Prompt => Write out the article on sperm whales and drift gillnets exactly as it appears, from its headline to its last sentence.

Feds Move to Protect Sperm Whales From Fishing Nets | KCET
Feds Move to Protect Sperm Whales From Fishing Nets
Drift gillnets, previously discussed here at ReWild, are nets that float beneath the surface of the ocean used to catch swordfish and thresher sharks. Up to 6,000 feet in length and extending 200 feet below the surface, the nets have been criticized for years for the damage they cause to other species, including sea turtles and marine mammals.
One of those marine mammals, the sperm whale, is listed as Endangered under the U.S. Endangered Species Act (ESA). In 2010, two sperm whales were found entangled in drift gillnets set by a swordfish fishing boat, a violation of ESA. In order to keep that from happening again, the fisheries office of the National Oceanic and Atmospheric Administration (NOAA Fisheries) announced an emergency rule Wednesday that will close the entire California drift gillnet fishery for the year if a single sperm whale is harmed by the nets.
The largest living species of toothed whale, and thus the world's largest toothed predatory animal, sperm whales (Physeter macrocephalus) occur worldwide. They were hunted aggressively from the 18th to the 20th century for their oil, which was used in applications as wide-raging as cosmetics and industrial lubricants.

Provided data =>
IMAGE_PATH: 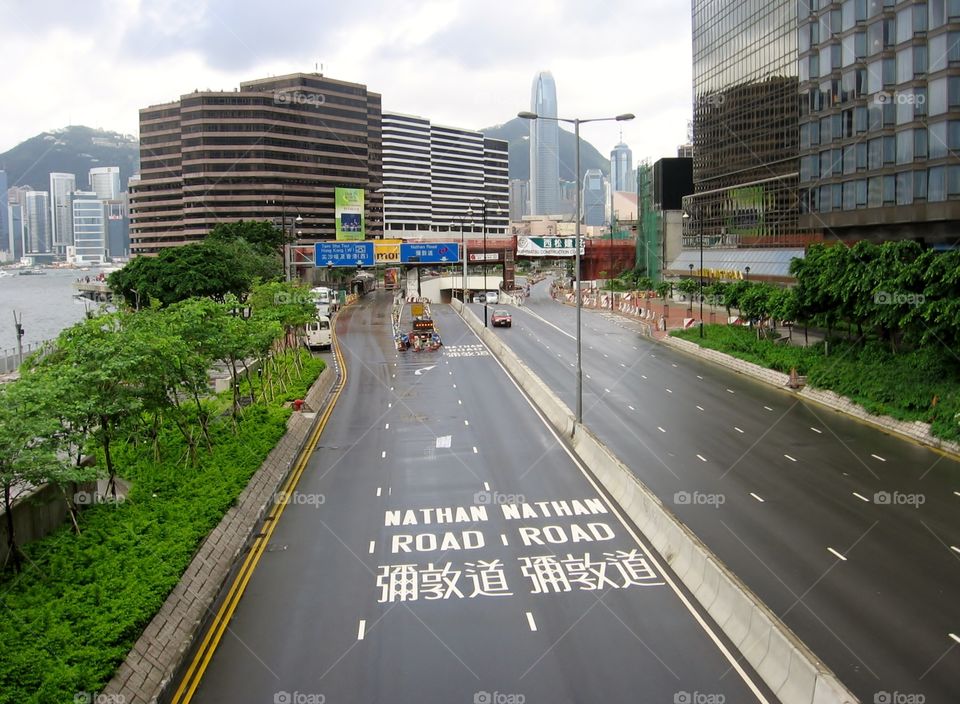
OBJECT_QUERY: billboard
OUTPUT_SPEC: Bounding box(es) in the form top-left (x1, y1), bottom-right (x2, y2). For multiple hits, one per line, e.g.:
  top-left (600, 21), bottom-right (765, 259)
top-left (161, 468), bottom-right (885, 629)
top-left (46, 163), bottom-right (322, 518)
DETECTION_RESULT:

Written answer =>
Feds Move to Protect Sperm Whales From Fishing Nets | KCET
Feds Move to Protect Sperm Whales From Fishing Nets
Drift gillnets, previously discussed here at ReWild, are nets that float beneath the surface of the ocean used to catch swordfish and thresher sharks. Up to 6,000 feet in length and extending 200 feet below the surface, the nets have been criticized for years for the damage they cause to other species, including sea turtles and marine mammals.
One of those marine mammals, the sperm whale, is listed as Endangered under the U.S. Endangered Species Act (ESA). In 2010, two sperm whales were found entangled in drift gillnets set by a swordfish fishing boat, a violation of ESA. In order to keep that from happening again, the fisheries office of the National Oceanic and Atmospheric Administration (NOAA Fisheries) announced an emergency rule Wednesday that will close the entire California drift gillnet fishery for the year if a single sperm whale is harmed by the nets.
The largest living species of toothed whale, and thus the world's largest toothed predatory animal, sperm whales (Physeter macrocephalus) occur worldwide. They were hunted aggressively from the 18th to the 20th century for their oil, which was used in applications as wide-raging as cosmetics and industrial lubricants.